Work to be completed
The records below must be transcribed exactly, with each picture left out.

Exercise input
[Start of section]

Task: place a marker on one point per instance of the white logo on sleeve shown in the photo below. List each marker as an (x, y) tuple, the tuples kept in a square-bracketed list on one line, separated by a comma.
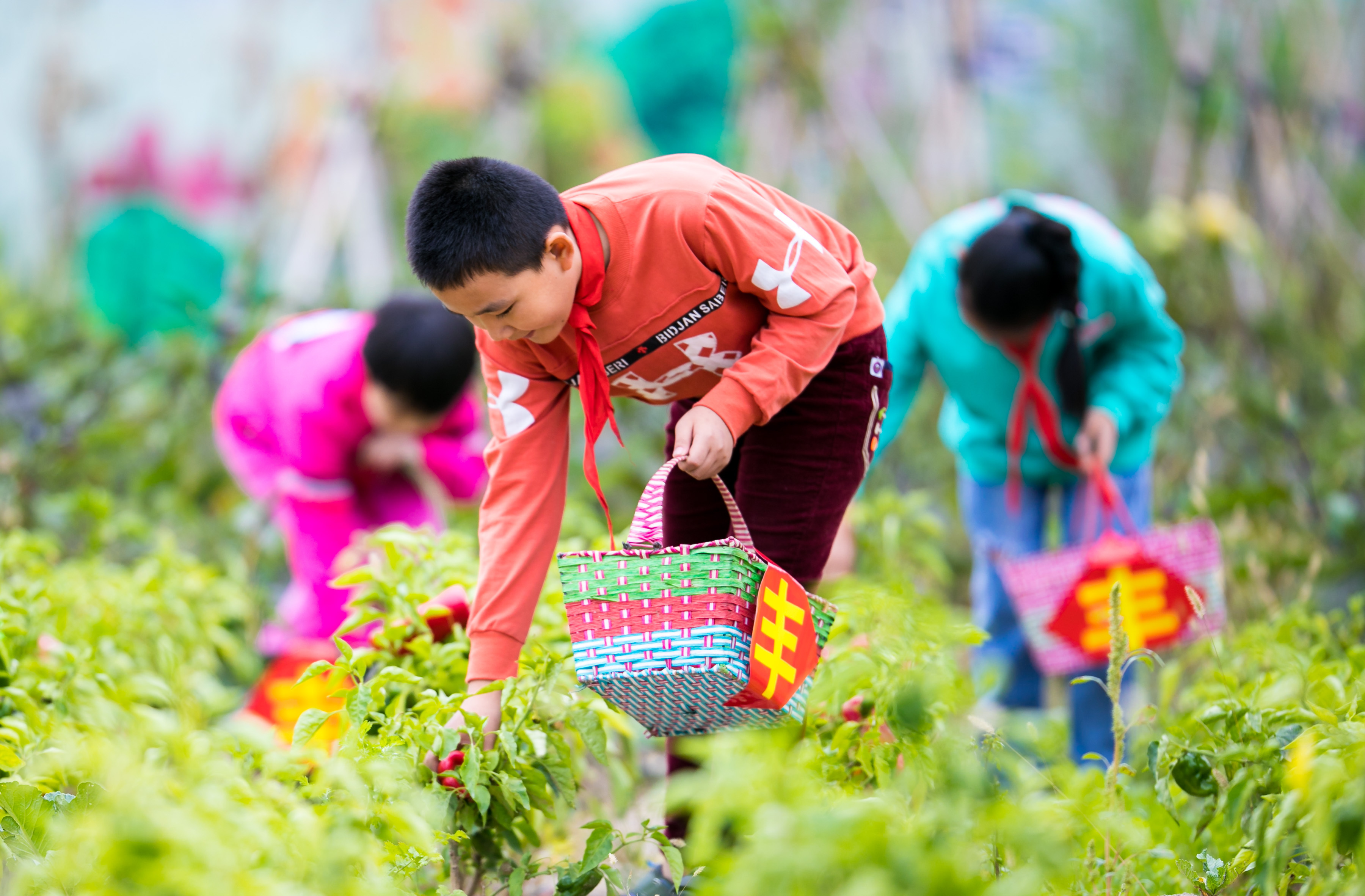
[(515, 419), (769, 278)]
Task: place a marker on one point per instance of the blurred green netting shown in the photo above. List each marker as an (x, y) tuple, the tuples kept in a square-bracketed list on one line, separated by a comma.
[(678, 69), (149, 275)]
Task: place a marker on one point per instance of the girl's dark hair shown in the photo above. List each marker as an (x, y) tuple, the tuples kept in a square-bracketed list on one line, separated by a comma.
[(421, 351), (1021, 271)]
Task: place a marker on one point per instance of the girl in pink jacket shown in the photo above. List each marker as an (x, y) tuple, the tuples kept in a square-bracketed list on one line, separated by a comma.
[(345, 421)]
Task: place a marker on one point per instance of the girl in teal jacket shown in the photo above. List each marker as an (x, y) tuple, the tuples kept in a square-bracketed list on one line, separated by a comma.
[(1051, 336)]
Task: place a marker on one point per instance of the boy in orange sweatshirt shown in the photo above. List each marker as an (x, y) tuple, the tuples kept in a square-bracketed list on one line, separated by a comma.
[(673, 282)]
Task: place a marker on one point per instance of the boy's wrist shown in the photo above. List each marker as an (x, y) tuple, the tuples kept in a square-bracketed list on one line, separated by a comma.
[(493, 656), (734, 405)]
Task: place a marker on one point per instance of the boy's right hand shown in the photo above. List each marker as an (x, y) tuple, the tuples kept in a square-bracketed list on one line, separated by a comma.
[(702, 443), (489, 707)]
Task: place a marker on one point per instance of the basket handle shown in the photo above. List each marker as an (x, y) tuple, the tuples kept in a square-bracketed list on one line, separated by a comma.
[(648, 526), (1103, 504)]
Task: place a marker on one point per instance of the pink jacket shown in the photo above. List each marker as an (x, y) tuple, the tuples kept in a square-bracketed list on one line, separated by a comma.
[(289, 421)]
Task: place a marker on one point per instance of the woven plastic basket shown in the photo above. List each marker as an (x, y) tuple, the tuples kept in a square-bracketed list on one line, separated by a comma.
[(667, 633)]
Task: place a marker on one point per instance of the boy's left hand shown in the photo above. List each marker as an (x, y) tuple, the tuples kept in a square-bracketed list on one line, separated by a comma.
[(702, 443), (1098, 440), (389, 451)]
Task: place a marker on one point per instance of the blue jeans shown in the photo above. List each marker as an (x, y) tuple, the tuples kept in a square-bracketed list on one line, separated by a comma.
[(996, 532)]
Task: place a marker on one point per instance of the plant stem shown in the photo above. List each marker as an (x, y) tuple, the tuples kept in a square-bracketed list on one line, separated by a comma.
[(1119, 652)]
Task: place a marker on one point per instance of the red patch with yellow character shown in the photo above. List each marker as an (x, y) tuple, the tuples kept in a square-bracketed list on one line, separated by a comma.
[(1151, 599), (785, 651)]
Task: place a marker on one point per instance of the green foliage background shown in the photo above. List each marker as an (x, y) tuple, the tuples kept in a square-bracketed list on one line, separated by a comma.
[(133, 577)]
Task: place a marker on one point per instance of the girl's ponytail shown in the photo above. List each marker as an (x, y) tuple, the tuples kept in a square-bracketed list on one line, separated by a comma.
[(1019, 272), (1054, 241)]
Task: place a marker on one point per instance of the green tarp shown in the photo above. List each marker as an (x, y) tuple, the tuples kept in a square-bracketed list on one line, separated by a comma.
[(678, 69), (149, 275)]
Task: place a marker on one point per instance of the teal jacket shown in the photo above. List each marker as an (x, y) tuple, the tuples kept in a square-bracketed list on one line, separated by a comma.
[(1131, 346)]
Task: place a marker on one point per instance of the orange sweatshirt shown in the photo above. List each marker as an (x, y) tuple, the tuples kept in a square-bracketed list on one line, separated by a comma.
[(717, 287)]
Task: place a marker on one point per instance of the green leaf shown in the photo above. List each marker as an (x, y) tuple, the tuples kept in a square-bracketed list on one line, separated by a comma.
[(579, 884), (308, 726), (589, 724), (10, 761), (25, 819), (515, 791), (675, 858), (358, 705), (598, 846), (392, 674), (314, 671), (481, 797)]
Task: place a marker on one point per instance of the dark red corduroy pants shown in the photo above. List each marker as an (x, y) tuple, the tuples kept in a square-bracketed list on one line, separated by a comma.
[(794, 477)]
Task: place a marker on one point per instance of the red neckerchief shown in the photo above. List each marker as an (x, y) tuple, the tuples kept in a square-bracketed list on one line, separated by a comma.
[(1032, 398), (594, 388)]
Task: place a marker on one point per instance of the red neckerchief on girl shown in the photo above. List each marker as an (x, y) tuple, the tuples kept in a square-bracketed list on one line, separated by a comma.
[(1032, 399), (594, 388)]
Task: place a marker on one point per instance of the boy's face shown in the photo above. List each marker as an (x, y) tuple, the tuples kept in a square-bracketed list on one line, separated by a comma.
[(530, 305)]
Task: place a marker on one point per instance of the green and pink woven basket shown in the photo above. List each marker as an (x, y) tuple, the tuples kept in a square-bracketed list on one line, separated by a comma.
[(667, 633)]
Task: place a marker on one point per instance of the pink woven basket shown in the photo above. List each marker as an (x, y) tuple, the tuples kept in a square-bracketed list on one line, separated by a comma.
[(667, 633)]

[End of section]

Result for this exercise
Task: place a marker on one point per instance of the white logo on sleeve shown in the photo below. List each marker as an (x, y) tuple, the tuples kept in a square-bracketed list on one line, separated by a comma.
[(515, 419), (769, 278)]
Task: place a marker on one point per instance of the blurred green netting shown in the photo above. List each marker as an (x, y) tuple, the tuples kept in a square-bracketed list on one line, separated by a comma.
[(678, 69), (149, 275)]
Task: place a marker on one point per instance of the girl's dark hair shown in the photo above. List each marker as an (x, y) tuple, the tuples kept in a square-bracketed list on one line, separated by a comma.
[(421, 351), (1021, 271)]
Task: place a marker on one point per instance of the girl in pink jacket shown in the photo above. List each marker as an (x, y) tuple, the tuples kept in a square-bracketed list on one line, separated by a comma.
[(345, 421)]
Task: place a marker on one point per instance of the girl in teal jacket shown in the photo above. List each marker as an (x, y) tuple, the tuples kept in a square-bracketed list on one line, separated by a comma.
[(1051, 336)]
Task: place a marker on one point per instance of the boy in orange sweatshirt shown in the photo above. List each marker as an (x, y) tuple, the tuples kept in a square-bracketed list on one line, separated by a comma.
[(673, 282)]
Task: place a marker on one point per instance of the boy's wrist shown in the photo above. List each marker as an (x, y) tuple, the tuples kept in a square-bracketed list on one line, separated by a comma.
[(493, 656), (734, 405)]
Task: place a marker on one point per instance of the boy's right hand shown in the photo above. List each marker as an (x, y) tuple, the tuples kept in a square-bracketed list on one line, separated by a comma.
[(702, 443), (489, 707)]
Task: place a marker on one point per instance of the basket handle shown in the photo above. List each marker as an (x, y) tuple, the tuples kept in a square-bracketed list on one line, separated by a comma.
[(648, 526), (1103, 504)]
Task: place a marker on one point per instance of the pink jacket shown in the photo above. List each marker as an (x, y) tuple, the tuples kept in a square-bracketed list on one line, separated by a comma.
[(289, 421)]
Task: place a marker on one point per instance of the woven plastic basket shown in the photo above. List each marker as an (x, y) tuple, the tuples kept in a square-bracketed list on one line, separated by a comma.
[(667, 633)]
Task: place a marker on one point per instance of the boy's left hand shown in the photo above. List each marker as an (x, y) tuple, the tuples kept in a square-bracketed list on one line, separated by a comma.
[(702, 443), (1098, 440), (389, 451)]
Task: place a marker on one point per instance of the blue jeans shown in the photo above. List each marker as an (x, y) tuple, the tuples kept in a square-bracketed list on one line, separated by a comma.
[(996, 532)]
Task: place a marker on one point per instance of the plant stem shown in the photo above. List each marker as an (x, y) tuple, the tuples kept in a square-bracketed list on one line, separated by a comma.
[(1119, 652)]
Task: place a marker on one point per instance of the red patch with yellow character shown in the photo above. List each marker as an (x, y) tuple, the tuples kept in a square-bracketed list on one line, separated by a comma.
[(1151, 599), (785, 651)]
Task: place a marker on one point per instance of the green foliage background shown in the photo above. List each marker as an (x, y) tuple, the tuples kept in a square-bracketed list on one line, separated by a comma.
[(133, 577)]
Task: place a marker on one point per instance of the girl's ponytail shown in the photo above. List each marker as an (x, y) tuple, the tuples kept in a square-bracketed list on one line, separated by a comma.
[(1019, 272), (1054, 241)]
Task: place a marker on one point per instance of the green tarp shown in the photo above. List each marker as an (x, y) tuple, the tuples kept in a square-bracketed list on one line, separated by a comma.
[(678, 69), (149, 275)]
Task: place a marker on one point per instance of the teal jacket shown in the photo above. List each marker as an (x, y) tuple, the tuples kept in a square-bracketed list on one line, separated by a comma.
[(1131, 346)]
Task: place a marker on one point per instance of the orange sweatshirt shown in the photo above. List each marker as an (x, y) tuple, the tuples kept in a square-bracketed list on one line, separated by a comma.
[(717, 287)]
Task: place a marker on one point per instance of the green leaf shown in the photo above. List each marker as an (x, y) tuple, the tuples kept in a square-bracketed list on one line, separated by a comma.
[(579, 884), (308, 726), (589, 724), (10, 761), (25, 819), (515, 791), (675, 858), (358, 705), (598, 846), (392, 674), (314, 671), (481, 797)]
Task: place a marker on one point per instance of the dark red corduroy pants shown in the photo above. List each marker as an (x, y) tuple, the tuples kept in a square-bracketed list on one line, separated by a comma.
[(794, 477)]
Task: place a marker on one point per instance of the red neckerchief shown in the photo above. List each marker as an (x, y) tuple, the tuples kept in a square-bracketed list on one line, separated by a comma.
[(1032, 398), (594, 388)]
Task: place a marker on one point per instance of the red neckerchief on girl shown in the photo above. List each marker as an (x, y) tuple, the tuples kept in a square-bracketed list on one line, separated by a comma.
[(1032, 399), (594, 388)]
Task: place a marker on one point per instance of the boy's face shown in the photo above. List each marker as an (x, y) tuple, the tuples kept in a square-bracketed list on one line, separated by a comma.
[(530, 305)]
Task: place a marker on one point per instance of the green and pink woven basket shown in the photo above. List each marker as an (x, y) tuple, the tuples kept in a square-bracketed list on one line, separated by a comma.
[(667, 633)]
Task: place a marker on one point per instance of the pink woven basket shown in the photo above. List each marker as an (x, y) tuple, the tuples kept in a square-bracketed list on one line, separated by a comma.
[(667, 633)]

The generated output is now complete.